ENTRIES SUPPLIED:
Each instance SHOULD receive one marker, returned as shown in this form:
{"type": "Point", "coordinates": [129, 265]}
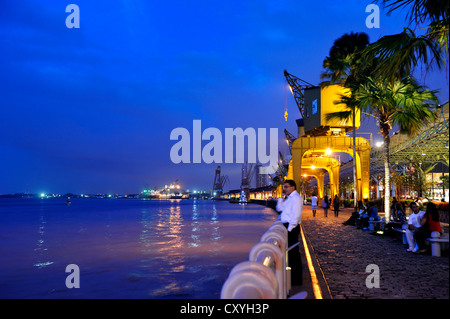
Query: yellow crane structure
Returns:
{"type": "Point", "coordinates": [319, 138]}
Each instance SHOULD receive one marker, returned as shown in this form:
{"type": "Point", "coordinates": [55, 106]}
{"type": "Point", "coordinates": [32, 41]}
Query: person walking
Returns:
{"type": "Point", "coordinates": [314, 200]}
{"type": "Point", "coordinates": [291, 209]}
{"type": "Point", "coordinates": [325, 205]}
{"type": "Point", "coordinates": [414, 225]}
{"type": "Point", "coordinates": [336, 205]}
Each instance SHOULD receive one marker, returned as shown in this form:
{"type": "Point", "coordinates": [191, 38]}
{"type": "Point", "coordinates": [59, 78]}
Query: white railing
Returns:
{"type": "Point", "coordinates": [264, 275]}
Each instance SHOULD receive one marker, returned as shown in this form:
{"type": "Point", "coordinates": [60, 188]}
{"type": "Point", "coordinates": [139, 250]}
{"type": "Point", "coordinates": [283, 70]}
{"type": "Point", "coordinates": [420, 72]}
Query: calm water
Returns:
{"type": "Point", "coordinates": [125, 248]}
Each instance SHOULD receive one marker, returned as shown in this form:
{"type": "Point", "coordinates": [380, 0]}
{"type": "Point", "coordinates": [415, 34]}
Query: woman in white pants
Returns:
{"type": "Point", "coordinates": [413, 225]}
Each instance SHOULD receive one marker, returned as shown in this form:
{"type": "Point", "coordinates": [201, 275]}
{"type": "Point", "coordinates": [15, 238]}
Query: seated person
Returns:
{"type": "Point", "coordinates": [414, 225]}
{"type": "Point", "coordinates": [356, 214]}
{"type": "Point", "coordinates": [399, 218]}
{"type": "Point", "coordinates": [430, 223]}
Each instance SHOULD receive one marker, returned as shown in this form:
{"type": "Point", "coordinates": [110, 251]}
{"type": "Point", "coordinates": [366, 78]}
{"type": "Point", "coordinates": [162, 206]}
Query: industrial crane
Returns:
{"type": "Point", "coordinates": [297, 87]}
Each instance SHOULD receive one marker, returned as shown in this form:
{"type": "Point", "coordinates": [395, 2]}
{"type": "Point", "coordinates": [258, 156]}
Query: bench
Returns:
{"type": "Point", "coordinates": [436, 240]}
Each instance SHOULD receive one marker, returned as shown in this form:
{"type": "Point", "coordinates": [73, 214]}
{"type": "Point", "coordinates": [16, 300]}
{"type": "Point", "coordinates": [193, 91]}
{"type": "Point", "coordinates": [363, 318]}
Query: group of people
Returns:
{"type": "Point", "coordinates": [326, 203]}
{"type": "Point", "coordinates": [420, 226]}
{"type": "Point", "coordinates": [362, 215]}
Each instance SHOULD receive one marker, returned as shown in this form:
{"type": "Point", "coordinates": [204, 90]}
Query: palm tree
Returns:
{"type": "Point", "coordinates": [399, 54]}
{"type": "Point", "coordinates": [404, 103]}
{"type": "Point", "coordinates": [342, 66]}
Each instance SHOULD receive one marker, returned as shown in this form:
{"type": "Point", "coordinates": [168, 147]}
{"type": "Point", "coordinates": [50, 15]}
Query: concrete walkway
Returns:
{"type": "Point", "coordinates": [341, 254]}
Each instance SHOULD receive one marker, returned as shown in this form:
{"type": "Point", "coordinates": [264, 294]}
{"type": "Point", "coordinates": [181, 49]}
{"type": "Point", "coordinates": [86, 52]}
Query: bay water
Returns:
{"type": "Point", "coordinates": [124, 248]}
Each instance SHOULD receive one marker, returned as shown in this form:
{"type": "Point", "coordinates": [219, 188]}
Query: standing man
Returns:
{"type": "Point", "coordinates": [336, 205]}
{"type": "Point", "coordinates": [314, 200]}
{"type": "Point", "coordinates": [291, 209]}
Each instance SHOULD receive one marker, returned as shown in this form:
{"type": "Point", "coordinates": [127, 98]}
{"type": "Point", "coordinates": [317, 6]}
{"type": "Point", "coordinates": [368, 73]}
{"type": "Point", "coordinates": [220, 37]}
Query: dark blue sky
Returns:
{"type": "Point", "coordinates": [91, 109]}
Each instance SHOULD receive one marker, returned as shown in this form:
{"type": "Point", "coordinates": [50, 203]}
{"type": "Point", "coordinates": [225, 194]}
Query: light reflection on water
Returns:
{"type": "Point", "coordinates": [124, 248]}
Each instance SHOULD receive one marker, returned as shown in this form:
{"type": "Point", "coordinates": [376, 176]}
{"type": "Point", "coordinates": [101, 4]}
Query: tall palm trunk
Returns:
{"type": "Point", "coordinates": [387, 175]}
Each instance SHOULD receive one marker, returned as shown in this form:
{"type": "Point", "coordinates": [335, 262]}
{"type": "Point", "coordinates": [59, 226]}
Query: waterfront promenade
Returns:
{"type": "Point", "coordinates": [340, 255]}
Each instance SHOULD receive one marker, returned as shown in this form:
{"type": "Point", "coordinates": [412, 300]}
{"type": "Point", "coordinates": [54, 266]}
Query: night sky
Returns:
{"type": "Point", "coordinates": [90, 110]}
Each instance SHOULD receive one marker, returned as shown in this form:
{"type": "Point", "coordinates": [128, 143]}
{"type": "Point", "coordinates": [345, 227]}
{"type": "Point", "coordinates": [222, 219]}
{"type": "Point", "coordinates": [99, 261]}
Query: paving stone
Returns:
{"type": "Point", "coordinates": [344, 252]}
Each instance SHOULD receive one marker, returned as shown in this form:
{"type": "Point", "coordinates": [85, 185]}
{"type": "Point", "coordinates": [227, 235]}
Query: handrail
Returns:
{"type": "Point", "coordinates": [264, 275]}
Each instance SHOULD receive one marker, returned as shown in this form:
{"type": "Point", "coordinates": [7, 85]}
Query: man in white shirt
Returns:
{"type": "Point", "coordinates": [291, 209]}
{"type": "Point", "coordinates": [413, 225]}
{"type": "Point", "coordinates": [314, 201]}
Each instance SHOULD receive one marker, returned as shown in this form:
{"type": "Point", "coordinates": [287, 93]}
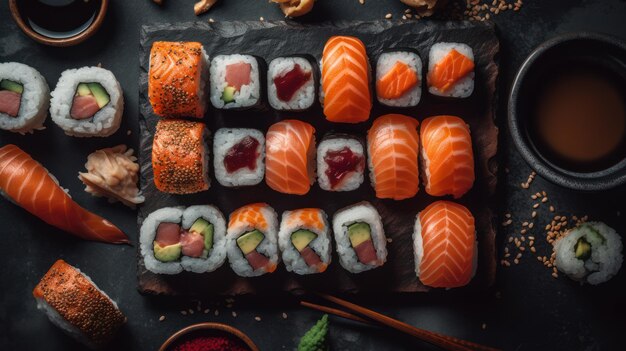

THE TASK:
Find every line above that contains the string "palm" and copy each one out. Case counts.

RESPONSE TO THE EXERCISE:
Query: palm tree
Query: tall palm trunk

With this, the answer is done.